* **RECORDS**:

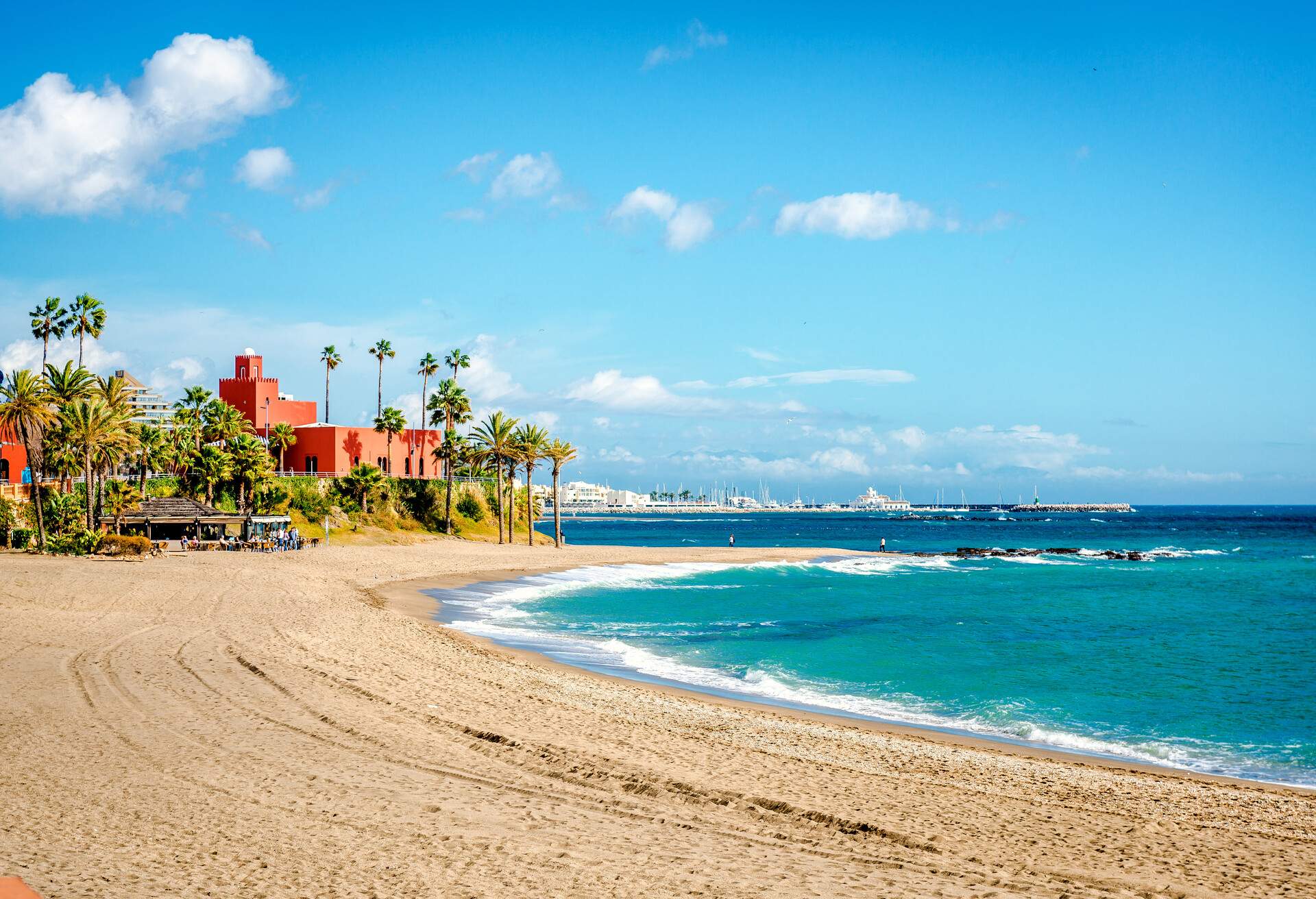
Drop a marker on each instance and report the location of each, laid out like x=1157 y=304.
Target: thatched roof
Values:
x=174 y=508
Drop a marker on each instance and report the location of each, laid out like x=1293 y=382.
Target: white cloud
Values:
x=872 y=377
x=840 y=460
x=692 y=224
x=645 y=199
x=177 y=373
x=526 y=177
x=1160 y=474
x=466 y=214
x=696 y=38
x=70 y=151
x=640 y=394
x=474 y=167
x=620 y=454
x=27 y=354
x=872 y=216
x=317 y=198
x=687 y=224
x=911 y=436
x=263 y=169
x=243 y=232
x=485 y=381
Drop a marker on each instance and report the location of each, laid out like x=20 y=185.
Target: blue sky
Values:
x=870 y=247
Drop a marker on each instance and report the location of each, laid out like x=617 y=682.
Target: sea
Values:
x=1202 y=656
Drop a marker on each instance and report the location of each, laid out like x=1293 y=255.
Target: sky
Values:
x=936 y=249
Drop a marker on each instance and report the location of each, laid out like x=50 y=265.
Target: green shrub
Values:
x=470 y=507
x=77 y=543
x=308 y=500
x=123 y=545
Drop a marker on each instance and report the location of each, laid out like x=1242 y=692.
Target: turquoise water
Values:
x=1202 y=657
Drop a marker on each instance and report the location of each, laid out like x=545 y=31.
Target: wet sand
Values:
x=273 y=726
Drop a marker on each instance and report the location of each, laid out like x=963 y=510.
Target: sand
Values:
x=284 y=726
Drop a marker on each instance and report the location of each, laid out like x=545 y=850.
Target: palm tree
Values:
x=64 y=456
x=452 y=453
x=151 y=450
x=252 y=466
x=91 y=424
x=212 y=466
x=561 y=453
x=393 y=423
x=361 y=482
x=188 y=411
x=282 y=436
x=88 y=317
x=531 y=443
x=382 y=350
x=329 y=356
x=119 y=499
x=495 y=441
x=27 y=411
x=449 y=406
x=69 y=384
x=223 y=423
x=49 y=319
x=428 y=367
x=457 y=360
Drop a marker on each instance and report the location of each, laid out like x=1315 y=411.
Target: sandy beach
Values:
x=291 y=726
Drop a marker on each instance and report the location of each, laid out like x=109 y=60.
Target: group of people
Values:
x=280 y=540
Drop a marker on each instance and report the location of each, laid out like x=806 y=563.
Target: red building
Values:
x=258 y=398
x=14 y=458
x=323 y=448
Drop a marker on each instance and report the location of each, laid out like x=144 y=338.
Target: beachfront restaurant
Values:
x=263 y=527
x=174 y=519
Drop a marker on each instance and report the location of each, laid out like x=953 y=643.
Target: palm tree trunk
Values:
x=511 y=503
x=424 y=426
x=448 y=504
x=87 y=482
x=498 y=471
x=557 y=513
x=33 y=453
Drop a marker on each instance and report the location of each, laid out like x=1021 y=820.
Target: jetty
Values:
x=1071 y=507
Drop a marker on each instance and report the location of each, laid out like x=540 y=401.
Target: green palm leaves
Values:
x=382 y=350
x=391 y=421
x=50 y=319
x=87 y=316
x=329 y=356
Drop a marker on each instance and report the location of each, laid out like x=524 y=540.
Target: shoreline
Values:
x=296 y=724
x=410 y=598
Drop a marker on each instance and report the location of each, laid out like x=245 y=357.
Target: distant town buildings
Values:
x=875 y=502
x=149 y=407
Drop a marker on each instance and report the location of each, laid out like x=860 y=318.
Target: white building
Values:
x=625 y=498
x=875 y=502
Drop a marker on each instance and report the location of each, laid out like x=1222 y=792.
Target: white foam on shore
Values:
x=495 y=615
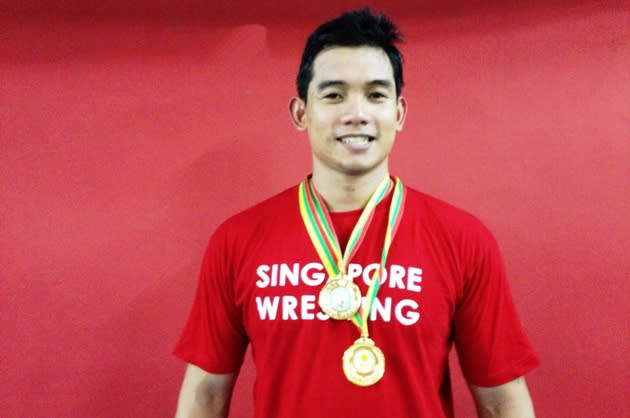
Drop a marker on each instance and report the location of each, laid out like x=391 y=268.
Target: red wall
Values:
x=126 y=136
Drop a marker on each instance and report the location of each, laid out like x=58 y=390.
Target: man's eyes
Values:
x=333 y=96
x=374 y=95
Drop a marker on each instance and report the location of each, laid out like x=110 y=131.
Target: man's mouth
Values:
x=355 y=139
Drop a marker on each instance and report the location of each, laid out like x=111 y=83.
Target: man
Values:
x=352 y=288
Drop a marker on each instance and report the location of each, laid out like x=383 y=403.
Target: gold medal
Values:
x=340 y=298
x=363 y=362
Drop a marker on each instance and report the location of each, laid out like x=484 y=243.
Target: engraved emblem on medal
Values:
x=363 y=362
x=340 y=298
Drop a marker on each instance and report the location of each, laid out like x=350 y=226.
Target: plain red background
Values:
x=128 y=130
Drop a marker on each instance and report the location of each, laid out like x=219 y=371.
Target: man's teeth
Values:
x=355 y=140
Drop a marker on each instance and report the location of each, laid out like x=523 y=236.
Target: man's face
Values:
x=352 y=113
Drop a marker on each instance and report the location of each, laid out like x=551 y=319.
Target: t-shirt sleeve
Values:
x=213 y=337
x=491 y=343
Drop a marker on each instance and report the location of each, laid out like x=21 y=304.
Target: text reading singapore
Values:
x=304 y=307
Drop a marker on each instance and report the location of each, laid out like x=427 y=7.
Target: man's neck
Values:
x=343 y=192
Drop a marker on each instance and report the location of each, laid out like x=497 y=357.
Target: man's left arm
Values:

* **WHAT IS ASKED**:
Copy out all of the data above word for word, leaving out the pictures.

* **RESPONSE**:
Drop a marker on each instance and report the location of each, laid out like x=1157 y=304.
Target: thatched roof
Values:
x=174 y=508
Drop a marker on each instance and report the location of each, laid out like x=1293 y=382.
Target: white cloud
Values:
x=872 y=377
x=840 y=460
x=692 y=224
x=645 y=199
x=177 y=373
x=526 y=177
x=1160 y=474
x=466 y=214
x=696 y=38
x=70 y=151
x=640 y=394
x=474 y=167
x=620 y=454
x=27 y=354
x=872 y=216
x=317 y=198
x=687 y=224
x=911 y=436
x=263 y=169
x=243 y=232
x=485 y=381
Drop a marker on each instance and report the location of each, laid out like x=20 y=185.
Target: blue sky
Values:
x=870 y=247
Drop a marker on each instance and report the location of each, laid out like x=617 y=682.
Target: sea
Values:
x=1202 y=656
Drop a marker on each instance and report the location of each, laid out like x=1293 y=255.
Target: sky
Values:
x=936 y=249
Drop a marker on each instance and report the location of each, laid out like x=50 y=265.
Target: green shrub
Values:
x=470 y=507
x=77 y=543
x=308 y=500
x=123 y=545
Drop a marker on each instance and report the location of each, laid out like x=1242 y=692.
Target: turquoise water
Values:
x=1202 y=657
Drop a marker on each instance and report the location of each, laid out like x=545 y=31.
Target: wet sand
Values:
x=273 y=726
Drop a marker on each instance and report the location of each, laid out like x=963 y=510.
Target: sand
Values:
x=284 y=726
Drop a marker on each instance and report the location of each, laid out like x=545 y=850.
Target: palm tree
Values:
x=64 y=456
x=452 y=453
x=151 y=450
x=252 y=466
x=91 y=424
x=212 y=466
x=561 y=453
x=393 y=423
x=361 y=482
x=188 y=411
x=282 y=436
x=88 y=317
x=531 y=443
x=382 y=350
x=329 y=356
x=119 y=499
x=495 y=441
x=27 y=411
x=449 y=406
x=69 y=384
x=223 y=423
x=49 y=319
x=428 y=367
x=457 y=360
Drop a marker on each instance and report the location of each, laid out like x=1315 y=411.
Target: sandy beach
Values:
x=291 y=726
Drop a marker on each instance and report the location of each, laid out like x=109 y=60.
Target: group of people
Values:
x=280 y=540
Drop a marker on each instance and report the location of each, laid out like x=806 y=563.
Target: red building
Values:
x=258 y=398
x=14 y=458
x=323 y=448
Drop a marker on each instance and report the location of each, laid out like x=144 y=338.
Target: beachfront restaurant
Values:
x=263 y=527
x=174 y=519
Drop a marker on each instance and report the location of each, laid out like x=953 y=643.
Target: palm tree trunk
Values:
x=511 y=503
x=424 y=426
x=448 y=504
x=87 y=482
x=498 y=471
x=557 y=513
x=33 y=453
Drop a marker on each instance and report the location of each, laid out like x=1021 y=820.
Target: jetty
Values:
x=1071 y=507
Drop a marker on each instance and report the location of each, laid out like x=540 y=401.
Target: green palm leaves
Values:
x=382 y=350
x=391 y=421
x=50 y=319
x=87 y=316
x=329 y=356
Drop a marker on each instance and report the location of each, laid out like x=524 y=540.
Target: shoreline
Values:
x=296 y=724
x=410 y=598
Drop a marker on each instance and report the location of each, laid out like x=245 y=357.
Target: distant town buildings
Values:
x=875 y=502
x=149 y=407
Drop a marker on each instance and report the location of each, laid out like x=860 y=318.
Target: white building
Values:
x=625 y=498
x=875 y=502
Drop a marker on each instance and report the location of each, laid out like x=1222 y=792.
Target: white foam on shore
Values:
x=495 y=615
Drop a marker on each instance and report the location of each, laid out like x=391 y=268.
Target: red wall
Values:
x=126 y=136
Drop a marker on each instance and report the location of each, laid out like x=58 y=390.
Target: man's eyes
Values:
x=333 y=96
x=374 y=95
Drop a marker on each instance and report the location of each, laid out like x=110 y=131.
Target: man's mouth
Values:
x=355 y=139
Drop a marker on each instance and report the location of each, laid out like x=111 y=83.
Target: man
Values:
x=352 y=288
Drop a marker on each instance and report the location of each, laid out like x=383 y=403.
Target: gold medal
Values:
x=340 y=298
x=363 y=362
Drop a marker on each instance and report the location of each, laid out like x=484 y=243.
Target: engraved emblem on medal
Values:
x=363 y=362
x=340 y=298
Drop a marker on each instance and report the location of each, laid out like x=350 y=226.
Target: plain red background
Values:
x=128 y=130
Drop a marker on each instance and report the location of each, laid out like x=219 y=371.
Target: man's teeth
Values:
x=355 y=140
Drop a marker on each instance and report the location of each, laid out like x=523 y=236.
Target: man's face
Values:
x=352 y=113
Drop a marker on each instance and report the location of each, laid out like x=551 y=319.
Target: t-shirt sleeve
Values:
x=213 y=337
x=491 y=343
Drop a marker on each instance and report the location of each, laid out like x=21 y=304.
Target: text reading singapore
Values:
x=304 y=307
Drop a marker on each instance and report the location of each, laid out like x=427 y=7.
Target: man's neck
Values:
x=343 y=192
Drop a marker on each instance and report the location of each, laid out like x=497 y=357.
Target: man's left arm
Values:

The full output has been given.